Data records: Begin
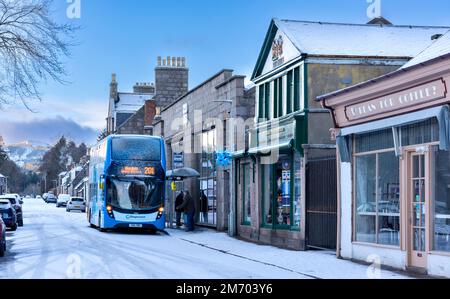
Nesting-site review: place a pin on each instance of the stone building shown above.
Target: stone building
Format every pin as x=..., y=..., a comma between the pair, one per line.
x=285, y=189
x=394, y=164
x=196, y=126
x=133, y=113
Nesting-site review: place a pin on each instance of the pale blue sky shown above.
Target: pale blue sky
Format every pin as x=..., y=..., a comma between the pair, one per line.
x=126, y=36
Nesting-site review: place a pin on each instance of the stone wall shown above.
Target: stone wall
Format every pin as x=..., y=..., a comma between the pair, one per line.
x=134, y=125
x=171, y=83
x=220, y=97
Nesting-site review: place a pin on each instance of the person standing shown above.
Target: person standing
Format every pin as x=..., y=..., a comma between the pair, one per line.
x=188, y=207
x=178, y=202
x=204, y=206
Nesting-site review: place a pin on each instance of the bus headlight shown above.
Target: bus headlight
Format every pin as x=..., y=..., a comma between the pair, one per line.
x=109, y=209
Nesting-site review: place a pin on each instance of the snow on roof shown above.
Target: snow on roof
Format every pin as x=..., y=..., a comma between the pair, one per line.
x=319, y=38
x=439, y=48
x=131, y=102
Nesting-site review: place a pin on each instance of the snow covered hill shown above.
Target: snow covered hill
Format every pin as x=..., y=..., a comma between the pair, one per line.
x=26, y=154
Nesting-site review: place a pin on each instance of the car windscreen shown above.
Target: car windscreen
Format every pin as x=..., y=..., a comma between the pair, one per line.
x=11, y=200
x=136, y=149
x=4, y=205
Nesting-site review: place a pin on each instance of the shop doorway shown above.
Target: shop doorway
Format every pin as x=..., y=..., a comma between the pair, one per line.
x=321, y=204
x=418, y=203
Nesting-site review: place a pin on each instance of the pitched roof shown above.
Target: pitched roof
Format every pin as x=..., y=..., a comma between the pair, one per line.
x=350, y=40
x=131, y=102
x=438, y=48
x=317, y=38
Data records: End
● **Problem details**
All of the entries above should be copied exactly, except for the pictures.

● **Exercise output**
Nesting-site review: place a pin on each instance of the stone building shown above.
Target: stone building
Format every pin as x=..., y=..., a comma between the pair, one per line.
x=285, y=189
x=394, y=164
x=196, y=126
x=133, y=113
Nesting-site review: place a pin on each instance of the pale blue sky shown above.
Target: pale blue sky
Format every pin as x=..., y=..., a comma between the pair, one per line.
x=126, y=36
Nesting-site review: place a pin on each instance of the stone wall shown above.
Target: stone wall
Format every pin as x=..., y=..., a comma between the pair, one per line.
x=134, y=125
x=171, y=83
x=220, y=97
Nesting-site review: place a pin on each instance of the person standing shown above.
Target: person standing
Format every pin as x=..., y=..., a comma between the pair, one per line.
x=188, y=207
x=178, y=202
x=204, y=206
Nesting-site review: place a pin on each instance of the bus headlight shown above.
Target: bus headlight
Format every pin as x=..., y=..., a comma between the pair, one per line.
x=109, y=209
Nesting-site review: place a pin on each instance of the snow on roof shown above.
Target: snow on roof
Format every pin as x=..., y=..., a comma between the pair, one per line.
x=319, y=38
x=439, y=48
x=131, y=102
Nesting-site review: place a pin on each instance of the snow covered hill shown above.
Target: snow covered hill
Format every pin as x=..., y=..., a comma between the pair, one per line.
x=26, y=154
Nesting-site review: place a pin on each instance of the car windscreen shown above.
Target: car windscreen
Format every pin as x=..., y=..., a comma between the pair, one per line.
x=11, y=200
x=136, y=149
x=4, y=205
Nesting-site review: place a pin on each instance of the shop doorway shown above.
Target: shop doorway
Format every pin as x=..., y=..., a comma between the pair, one per line.
x=321, y=204
x=418, y=203
Nesting-site review: place a pin on each instance of the pitched roof shown above.
Target: pitched roof
Format every pin as x=..., y=..., a comma between the pair, one per line.
x=350, y=40
x=131, y=102
x=438, y=48
x=317, y=38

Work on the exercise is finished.